An exact reproduction of the data below is the required answer.

Items from a dataset

+-------+

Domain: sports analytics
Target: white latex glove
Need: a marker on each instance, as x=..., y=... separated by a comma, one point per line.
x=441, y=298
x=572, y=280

+-------+

**Answer section:**
Domain: sports analytics
Target: white latex glove
Need: a marker on each instance, as x=..., y=... separated by a comma, one point per line.
x=441, y=298
x=572, y=280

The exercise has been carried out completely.